#### Provided text
Perhaps Ethan prefers to believe that the film reflected Raymond Chandler rather more than the first Bush administration. Indeed, since Blood Simple (which borrowed from James M Cain's novel The Postman Always Ring Twice), the Coens have shown themselves unafraid to plunder literature and film before placing it all in a postmodern blender.
A forthcoming two-month BFI season highlights this, screening each Coen film alongside a direct cinematic influence (see box, right). Whether it's the high culture of Homer inspiring O Brother... or the lowbrow impact of Looney Tunes cartoons on their 1987 film Raising Arizona, much of the fun of watching the Coens' work is playing spot the reference.
So what has been given the treatment in Burn After Reading? Action movies, specifically those produced by Jerry Bruckheimer and directed by Tony Scott (notably Enemy of the State). "If we were setting up the scene," reports Ethan, "the question was always, 'What would Tony do?'" From the opening shot, they smartly mimic Scott's testosterone style. And if you think this is an example of their snickering superiority, both point out their love of Hollywood fluff – in particular the Doris Day movies they watched growing up.

#### Recorded information
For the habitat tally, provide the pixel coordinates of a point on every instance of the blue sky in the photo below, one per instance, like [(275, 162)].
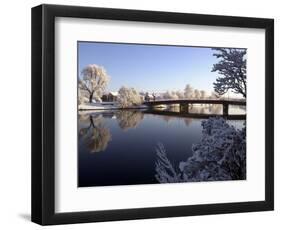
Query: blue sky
[(150, 68)]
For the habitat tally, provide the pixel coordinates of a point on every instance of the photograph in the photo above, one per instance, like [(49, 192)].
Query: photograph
[(153, 114)]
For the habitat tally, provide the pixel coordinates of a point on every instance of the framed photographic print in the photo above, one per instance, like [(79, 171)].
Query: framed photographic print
[(142, 114)]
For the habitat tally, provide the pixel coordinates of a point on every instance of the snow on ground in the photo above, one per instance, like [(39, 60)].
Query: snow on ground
[(106, 106)]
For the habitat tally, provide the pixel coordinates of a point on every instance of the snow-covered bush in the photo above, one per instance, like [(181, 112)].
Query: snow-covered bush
[(128, 97), (170, 95), (220, 155)]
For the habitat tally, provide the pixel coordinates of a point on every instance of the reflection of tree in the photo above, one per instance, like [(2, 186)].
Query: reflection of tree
[(220, 155), (95, 136), (187, 121), (128, 118)]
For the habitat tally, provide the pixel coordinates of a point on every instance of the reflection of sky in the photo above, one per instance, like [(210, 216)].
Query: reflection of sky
[(149, 67), (130, 155)]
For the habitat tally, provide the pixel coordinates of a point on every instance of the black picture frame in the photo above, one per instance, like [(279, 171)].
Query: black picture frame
[(43, 114)]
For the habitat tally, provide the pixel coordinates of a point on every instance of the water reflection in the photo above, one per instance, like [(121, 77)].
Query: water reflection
[(128, 118), (126, 140), (95, 136)]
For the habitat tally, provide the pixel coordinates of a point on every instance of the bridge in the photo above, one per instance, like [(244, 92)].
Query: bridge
[(184, 103)]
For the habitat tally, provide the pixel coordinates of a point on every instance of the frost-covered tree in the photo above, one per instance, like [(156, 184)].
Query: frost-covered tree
[(197, 94), (128, 97), (94, 80), (203, 94), (232, 70), (170, 95), (220, 155), (188, 91), (214, 95)]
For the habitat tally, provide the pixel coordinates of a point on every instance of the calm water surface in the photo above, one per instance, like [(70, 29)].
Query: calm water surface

#### Exercise 1
In the passage on the Coen brothers' films, which 1987 film is said to show the influence of Looney Tunes cartoons?
#### Exercise 2
From the passage on the Coen brothers' films, extract the stretch from "A forthcoming two-month" through "watched growing up.".
#### Exercise 3
Write what comes next in the passage on the Coen brothers' films.

#### Written reply 1
Raising Arizona

#### Written reply 2
A forthcoming two-month BFI season highlights this, screening each Coen film alongside a direct cinematic influence (see box, right). Whether it's the high culture of Homer inspiring O Brother... or the lowbrow impact of Looney Tunes cartoons on their 1987 film Raising Arizona, much of the fun of watching the Coens' work is playing spot the reference.
So what has been given the treatment in Burn After Reading? Action movies, specifically those produced by Jerry Bruckheimer and directed by Tony Scott (notably Enemy of the State). "If we were setting up the scene," reports Ethan, "the question was always, 'What would Tony do?'" From the opening shot, they smartly mimic Scott's testosterone style. And if you think this is an example of their snickering superiority, both point out their love of Hollywood fluff – in particular the Doris Day movies they watched growing up.

#### Written reply 3
Raised in a suburb of Minneapolis, the brothers come from an academic background. Their father, Edward, was an economics professor and their mother, Rena, an art-history lecturer. Joel began making Super 8 movies when he was eight, and would study film at New York University. Ethan read philosophy at Princeton "for fun", but was reunited with his sibling when he moved to New York, and got a job at a department store – an experience that found its way into their 1994 comedy The Hudsucker Proxy.
They are based in New York, but contrary to popular belief their symbiosis does not extend to them living next door to each other. While Joel lives with McDormand and their adopted son Pedro, Ethan resides with editor Tricia Cooke, his wife since 1993. Whether their domestic situations have ever influenced their work is impossible to say, for the Coens stringently avoid the autobiographical. Until now. Currently shooting A Serious Man, their first film set in their home state of Minnesota since Fargo, it might be about the closest we may ever get to seeing the Coens laid bare. "It's about a Jewish family in the Midwest in 1967," explains Joel. "It's hard to describe. Not much happens. There are a few laughs. I don't know." Talk about lowering expectations.
Its cast of unknowns is the very antithesis to the high-profile Burn After Reading, yet it's typical of the brothers to burst the hype bubble that's been building around them. Any time they come close to a mainstream career, they veer off down an unexpected path.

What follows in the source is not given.